§ Страница
Имея дело со свободными от всяких предпосылок немцами, мы должны прежде всего констатировать первую предпосылку всякого человеческого существования, а следовательно и всякой истории, а именно ту предпосылку, что люди должны иметь возможность жить, чтобы быть в состоянии «делать историю»[7]. Но для жизни нужны прежде всего пища и питьё, жилище, одежда и ещё кое-что. Итак, первый исторический акт, это — производство средств, необходимых для удовлетворения этих потребностей, производство самой материальной жизни. Притом это такое историческое дело, такое основное условие всякой истории, которое (ныне так же, как и тысячи лет тому назад) должно выполняться ежедневно и ежечасно — уже для одного того, чтобы люди могли жить. Даже если чувственность сводится, как у святого Бруно, к такому минимуму, как дубинка, — она предполагает деятельность, направленную к производству этой дубинки. При уяснении всякой исторической действительности необходимо поэтому первым делом учесть указанный основной факт во всём его значении и объёме и предоставить ему то место, которое он заслуживает. Немцы, как известно, никогда этого не делали, и поэтому у них никогда не было земной основы для истории, а отсюда и не было никогда ни одного историка. Французы и англичане, хотя они и крайне односторонне понимали связь этого факта с так называемой историей, — в особенности, поскольку они находились в плену политической идеологии, — всё же сделали первые попытки дать историографии материалистическую основу, впервые написав истории гражданского общества, торговли и промышленности.
Второй факт состоит в том, что сама удовлетворённая первая потребность, действие удовлетворения и уже приобретённое орудие удовлетворения ведут к новым потребностям, и это порождение новых потребностей является первым историческим актом. Отсюда сразу становится ясно, чьим духовным детищем является великая историческая мудрость немцев, которые считают, что там, где им не хватает положительного материала и где нет места для теологической, политической или литературной бессмыслицы, там нет и никакой истории, а имеется лишь «предисторическое время»; <…>
Третье отношение, с самого начала включающееся в ход исторического развития, заключается в том, что люди, ежедневно заново производящие свою собственную жизнь, начинают производить других людей, размножаться: это — отношение между мужем и женой, родителями и детьми, семья. Эта семья, которая вначале была единственным социальным отношением, впоследствии, когда умножившиеся потребности порождают новые общественные отношения, а размножившееся население — новые потребности, становится (исключая Германию) подчинённым отношением и должна тогда рассматриваться и изучаться согласно существующим эмпирическим данным, а не согласно «понятию семьи», как это делают обыкновенно в Германии[8]. Впрочем, эти три стороны социальной деятельности следует рассматривать не как три различные ступени, а именно лишь как три стороны, или — чтобы было понятно немцам — как три «момента», которые совместно существовали с самого начала истории, со времени первых людей, и которые имеют силу в истории ещё и теперь.

(Строки для указания положения)
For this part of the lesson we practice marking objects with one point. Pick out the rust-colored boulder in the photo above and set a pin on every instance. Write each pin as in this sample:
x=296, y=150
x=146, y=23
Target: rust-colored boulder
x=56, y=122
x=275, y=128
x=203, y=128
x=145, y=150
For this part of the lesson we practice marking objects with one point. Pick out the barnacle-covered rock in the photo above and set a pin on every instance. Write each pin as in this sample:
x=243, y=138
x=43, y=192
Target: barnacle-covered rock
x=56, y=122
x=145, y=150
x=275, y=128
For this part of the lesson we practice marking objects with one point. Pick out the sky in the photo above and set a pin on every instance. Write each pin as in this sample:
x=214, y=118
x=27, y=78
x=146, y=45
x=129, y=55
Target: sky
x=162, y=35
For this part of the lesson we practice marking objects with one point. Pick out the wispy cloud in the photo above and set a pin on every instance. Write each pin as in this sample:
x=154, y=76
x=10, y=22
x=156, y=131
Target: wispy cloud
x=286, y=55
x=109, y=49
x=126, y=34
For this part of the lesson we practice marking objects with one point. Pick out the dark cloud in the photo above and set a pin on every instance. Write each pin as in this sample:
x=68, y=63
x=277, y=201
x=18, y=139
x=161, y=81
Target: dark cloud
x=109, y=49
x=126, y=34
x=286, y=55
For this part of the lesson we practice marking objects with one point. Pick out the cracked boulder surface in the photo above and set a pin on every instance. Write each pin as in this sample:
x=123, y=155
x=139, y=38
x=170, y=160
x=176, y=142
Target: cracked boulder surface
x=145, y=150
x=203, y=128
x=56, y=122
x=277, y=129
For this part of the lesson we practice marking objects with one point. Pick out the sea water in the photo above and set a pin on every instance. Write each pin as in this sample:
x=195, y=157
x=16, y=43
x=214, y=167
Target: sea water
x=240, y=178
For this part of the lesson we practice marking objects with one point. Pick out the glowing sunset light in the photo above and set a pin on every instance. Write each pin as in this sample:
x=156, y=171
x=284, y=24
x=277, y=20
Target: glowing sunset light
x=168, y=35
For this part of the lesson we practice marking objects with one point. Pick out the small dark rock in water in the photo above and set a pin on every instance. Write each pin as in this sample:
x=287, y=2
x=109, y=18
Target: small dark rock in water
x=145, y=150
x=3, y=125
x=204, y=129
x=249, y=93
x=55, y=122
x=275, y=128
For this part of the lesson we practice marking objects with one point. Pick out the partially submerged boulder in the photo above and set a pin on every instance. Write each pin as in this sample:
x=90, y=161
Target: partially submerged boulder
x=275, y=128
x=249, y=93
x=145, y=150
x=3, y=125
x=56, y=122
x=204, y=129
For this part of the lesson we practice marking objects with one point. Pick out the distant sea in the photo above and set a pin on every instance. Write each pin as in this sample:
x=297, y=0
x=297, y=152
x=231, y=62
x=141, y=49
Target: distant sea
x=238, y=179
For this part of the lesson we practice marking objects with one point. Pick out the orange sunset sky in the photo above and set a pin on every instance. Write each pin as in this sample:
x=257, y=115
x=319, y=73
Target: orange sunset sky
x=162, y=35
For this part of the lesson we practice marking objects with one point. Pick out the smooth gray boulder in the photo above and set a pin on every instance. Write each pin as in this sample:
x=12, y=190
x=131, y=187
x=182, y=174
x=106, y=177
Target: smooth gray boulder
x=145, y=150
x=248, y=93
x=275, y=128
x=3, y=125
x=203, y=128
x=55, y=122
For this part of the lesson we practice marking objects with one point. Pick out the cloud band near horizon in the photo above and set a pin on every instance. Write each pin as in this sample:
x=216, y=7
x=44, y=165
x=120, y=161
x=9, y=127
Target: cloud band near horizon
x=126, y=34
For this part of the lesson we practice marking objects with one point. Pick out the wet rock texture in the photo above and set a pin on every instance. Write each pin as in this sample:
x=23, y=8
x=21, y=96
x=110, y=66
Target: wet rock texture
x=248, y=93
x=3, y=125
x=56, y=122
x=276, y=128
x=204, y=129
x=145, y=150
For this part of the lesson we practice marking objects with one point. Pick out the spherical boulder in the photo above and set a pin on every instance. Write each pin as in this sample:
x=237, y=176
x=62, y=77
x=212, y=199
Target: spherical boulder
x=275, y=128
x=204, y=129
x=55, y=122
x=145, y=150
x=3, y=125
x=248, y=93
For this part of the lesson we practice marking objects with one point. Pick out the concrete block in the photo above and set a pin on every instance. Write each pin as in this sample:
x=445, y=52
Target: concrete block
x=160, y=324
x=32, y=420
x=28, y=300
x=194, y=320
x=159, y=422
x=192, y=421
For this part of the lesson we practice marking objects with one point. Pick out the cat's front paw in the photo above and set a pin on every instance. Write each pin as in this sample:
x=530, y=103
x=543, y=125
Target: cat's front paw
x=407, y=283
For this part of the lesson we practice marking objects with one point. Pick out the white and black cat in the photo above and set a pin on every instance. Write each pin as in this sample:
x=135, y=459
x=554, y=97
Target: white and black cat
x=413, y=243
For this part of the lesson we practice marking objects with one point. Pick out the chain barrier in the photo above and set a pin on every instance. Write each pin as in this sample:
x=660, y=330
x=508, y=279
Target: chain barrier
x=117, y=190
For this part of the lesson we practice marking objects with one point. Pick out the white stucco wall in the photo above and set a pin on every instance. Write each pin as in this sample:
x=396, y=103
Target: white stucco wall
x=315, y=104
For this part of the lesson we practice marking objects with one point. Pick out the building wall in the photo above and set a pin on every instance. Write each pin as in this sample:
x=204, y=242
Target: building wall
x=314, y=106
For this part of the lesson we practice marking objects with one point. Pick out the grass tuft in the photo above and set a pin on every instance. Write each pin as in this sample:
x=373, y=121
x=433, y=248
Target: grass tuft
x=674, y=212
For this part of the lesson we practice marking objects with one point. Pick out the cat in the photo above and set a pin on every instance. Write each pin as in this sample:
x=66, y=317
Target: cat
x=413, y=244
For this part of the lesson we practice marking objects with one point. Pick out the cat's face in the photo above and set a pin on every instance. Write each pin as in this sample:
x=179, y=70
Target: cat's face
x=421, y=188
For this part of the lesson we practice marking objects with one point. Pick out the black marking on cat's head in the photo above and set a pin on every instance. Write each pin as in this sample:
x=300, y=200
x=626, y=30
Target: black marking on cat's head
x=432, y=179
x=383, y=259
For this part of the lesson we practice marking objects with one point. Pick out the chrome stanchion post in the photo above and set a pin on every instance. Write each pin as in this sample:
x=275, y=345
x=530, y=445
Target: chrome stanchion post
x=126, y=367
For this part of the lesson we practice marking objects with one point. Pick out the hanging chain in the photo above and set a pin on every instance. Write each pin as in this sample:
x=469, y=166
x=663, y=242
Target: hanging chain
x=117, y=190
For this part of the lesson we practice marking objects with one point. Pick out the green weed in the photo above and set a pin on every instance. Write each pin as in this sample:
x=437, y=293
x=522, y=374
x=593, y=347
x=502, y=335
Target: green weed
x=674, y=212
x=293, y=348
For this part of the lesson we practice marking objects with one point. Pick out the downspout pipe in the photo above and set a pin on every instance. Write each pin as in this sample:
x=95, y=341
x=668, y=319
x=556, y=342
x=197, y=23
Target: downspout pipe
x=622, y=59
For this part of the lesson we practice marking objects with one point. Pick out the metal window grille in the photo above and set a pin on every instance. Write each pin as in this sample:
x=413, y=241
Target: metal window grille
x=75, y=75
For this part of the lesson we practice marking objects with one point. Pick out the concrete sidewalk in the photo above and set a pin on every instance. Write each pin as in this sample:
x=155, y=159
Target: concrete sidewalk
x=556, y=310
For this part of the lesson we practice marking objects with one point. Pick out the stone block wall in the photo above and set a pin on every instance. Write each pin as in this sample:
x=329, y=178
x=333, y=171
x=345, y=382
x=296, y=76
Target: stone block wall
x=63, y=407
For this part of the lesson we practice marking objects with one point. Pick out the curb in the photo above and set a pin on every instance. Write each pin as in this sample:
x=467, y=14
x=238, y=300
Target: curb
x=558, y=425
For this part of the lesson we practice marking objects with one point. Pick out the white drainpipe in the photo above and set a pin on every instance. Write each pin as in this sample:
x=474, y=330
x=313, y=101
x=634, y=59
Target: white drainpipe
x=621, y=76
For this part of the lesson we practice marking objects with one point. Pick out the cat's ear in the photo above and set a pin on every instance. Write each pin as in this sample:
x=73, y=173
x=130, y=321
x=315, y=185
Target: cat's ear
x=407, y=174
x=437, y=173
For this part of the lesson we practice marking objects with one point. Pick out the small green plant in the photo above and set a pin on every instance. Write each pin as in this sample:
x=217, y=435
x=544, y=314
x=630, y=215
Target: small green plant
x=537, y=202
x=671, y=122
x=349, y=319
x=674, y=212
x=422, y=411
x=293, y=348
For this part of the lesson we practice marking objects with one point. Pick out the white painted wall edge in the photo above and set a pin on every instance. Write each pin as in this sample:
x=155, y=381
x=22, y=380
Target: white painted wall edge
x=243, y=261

§ Задания
A - Что, согласно тексту о предпосылках истории, впервые написали французы и англичане?
B - Приведите повторно строки, начиная с самой первой из них и заканчивая строкой, в которой есть «x=240, y=178», включительно.
Текст и строки никак между собой не связаны.

§ Ответы ниже
A - Истории гражданского общества, торговли и промышленности.

B -
For this part of the lesson we practice marking objects with one point. Pick out the rust-colored boulder in the photo above and set a pin on every instance. Write each pin as in this sample:
x=296, y=150
x=146, y=23
Target: rust-colored boulder
x=56, y=122
x=275, y=128
x=203, y=128
x=145, y=150
For this part of the lesson we practice marking objects with one point. Pick out the barnacle-covered rock in the photo above and set a pin on every instance. Write each pin as in this sample:
x=243, y=138
x=43, y=192
Target: barnacle-covered rock
x=56, y=122
x=145, y=150
x=275, y=128
For this part of the lesson we practice marking objects with one point. Pick out the sky in the photo above and set a pin on every instance. Write each pin as in this sample:
x=214, y=118
x=27, y=78
x=146, y=45
x=129, y=55
Target: sky
x=162, y=35
For this part of the lesson we practice marking objects with one point. Pick out the wispy cloud in the photo above and set a pin on every instance. Write each pin as in this sample:
x=154, y=76
x=10, y=22
x=156, y=131
Target: wispy cloud
x=286, y=55
x=109, y=49
x=126, y=34
For this part of the lesson we practice marking objects with one point. Pick out the dark cloud in the photo above and set a pin on every instance. Write each pin as in this sample:
x=68, y=63
x=277, y=201
x=18, y=139
x=161, y=81
Target: dark cloud
x=109, y=49
x=126, y=34
x=286, y=55
For this part of the lesson we practice marking objects with one point. Pick out the cracked boulder surface in the photo above and set a pin on every instance. Write each pin as in this sample:
x=123, y=155
x=139, y=38
x=170, y=160
x=176, y=142
Target: cracked boulder surface
x=145, y=150
x=203, y=128
x=56, y=122
x=277, y=129
For this part of the lesson we practice marking objects with one point. Pick out the sea water in the photo above and set a pin on every instance. Write each pin as in this sample:
x=195, y=157
x=16, y=43
x=214, y=167
Target: sea water
x=240, y=178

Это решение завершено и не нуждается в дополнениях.